**GIVEN PROBLEM:**
Extract every line of the material below and reproduce it faithfully.

------------------------------------

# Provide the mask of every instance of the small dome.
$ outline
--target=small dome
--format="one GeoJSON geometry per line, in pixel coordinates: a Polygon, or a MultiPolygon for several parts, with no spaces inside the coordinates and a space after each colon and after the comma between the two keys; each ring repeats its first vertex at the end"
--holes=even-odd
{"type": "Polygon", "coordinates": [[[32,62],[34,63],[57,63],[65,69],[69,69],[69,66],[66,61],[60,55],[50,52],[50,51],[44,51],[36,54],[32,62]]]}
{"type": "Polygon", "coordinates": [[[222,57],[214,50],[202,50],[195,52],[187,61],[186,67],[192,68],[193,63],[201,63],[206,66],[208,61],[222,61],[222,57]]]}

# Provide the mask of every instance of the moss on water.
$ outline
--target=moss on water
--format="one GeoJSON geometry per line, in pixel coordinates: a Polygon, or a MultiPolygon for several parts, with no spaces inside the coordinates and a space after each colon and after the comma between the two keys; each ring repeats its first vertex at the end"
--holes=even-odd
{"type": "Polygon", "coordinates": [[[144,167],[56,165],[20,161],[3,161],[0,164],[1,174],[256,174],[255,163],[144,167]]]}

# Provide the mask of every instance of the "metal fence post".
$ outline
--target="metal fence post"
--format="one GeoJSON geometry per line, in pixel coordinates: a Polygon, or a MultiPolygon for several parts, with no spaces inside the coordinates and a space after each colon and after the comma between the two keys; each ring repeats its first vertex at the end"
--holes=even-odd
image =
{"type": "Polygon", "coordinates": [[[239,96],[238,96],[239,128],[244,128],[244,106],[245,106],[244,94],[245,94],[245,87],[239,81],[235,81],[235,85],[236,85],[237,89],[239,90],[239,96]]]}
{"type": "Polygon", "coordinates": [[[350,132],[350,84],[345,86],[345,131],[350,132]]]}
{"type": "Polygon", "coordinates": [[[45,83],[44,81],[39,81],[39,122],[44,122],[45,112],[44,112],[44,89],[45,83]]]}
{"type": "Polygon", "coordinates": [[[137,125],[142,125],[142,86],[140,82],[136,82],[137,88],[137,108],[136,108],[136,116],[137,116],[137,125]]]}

------------------------------------

**REPLY TO THE TASK:**
# Provide the mask of every instance of the small dome.
$ outline
--target=small dome
--format="one GeoJSON geometry per line, in pixel coordinates: a Polygon, or a MultiPolygon for several parts, with no spaces inside the coordinates and a space after each colon and after the comma between the two keys; each ring repeats its first vertex at the end"
--holes=even-odd
{"type": "Polygon", "coordinates": [[[32,62],[34,63],[57,63],[65,69],[69,69],[69,66],[66,61],[60,55],[50,52],[50,51],[44,51],[36,54],[32,62]]]}
{"type": "Polygon", "coordinates": [[[222,57],[214,50],[202,50],[195,52],[187,61],[186,67],[192,68],[193,63],[201,63],[206,66],[208,61],[222,61],[222,57]]]}

# Provide the mask of every instance of the moss on water.
$ outline
--target=moss on water
--format="one GeoJSON geometry per line, in pixel coordinates: a Polygon, or a MultiPolygon for several parts, with no spaces inside the coordinates and a space after each colon and after the comma between the two keys; each ring repeats its first vertex at the end"
--holes=even-odd
{"type": "Polygon", "coordinates": [[[144,167],[56,165],[20,161],[3,161],[0,164],[1,174],[256,174],[255,163],[144,167]]]}

# Provide the mask of every instance of the "metal fence post".
$ outline
--target="metal fence post"
--format="one GeoJSON geometry per line, in pixel coordinates: a Polygon, or a MultiPolygon for several parts, with no spaces inside the coordinates and a space after each colon and after the comma between the two keys; each ring repeats its first vertex at the end"
--holes=even-odd
image =
{"type": "Polygon", "coordinates": [[[239,96],[238,96],[239,128],[244,128],[244,106],[245,106],[244,94],[245,94],[245,87],[239,81],[235,81],[235,85],[236,85],[237,89],[239,90],[239,96]]]}
{"type": "Polygon", "coordinates": [[[350,132],[350,84],[345,86],[345,131],[350,132]]]}
{"type": "Polygon", "coordinates": [[[45,83],[44,81],[39,81],[39,122],[44,122],[45,112],[44,112],[44,89],[45,83]]]}
{"type": "Polygon", "coordinates": [[[137,125],[142,125],[142,86],[140,82],[136,82],[137,88],[137,108],[136,108],[136,116],[137,116],[137,125]]]}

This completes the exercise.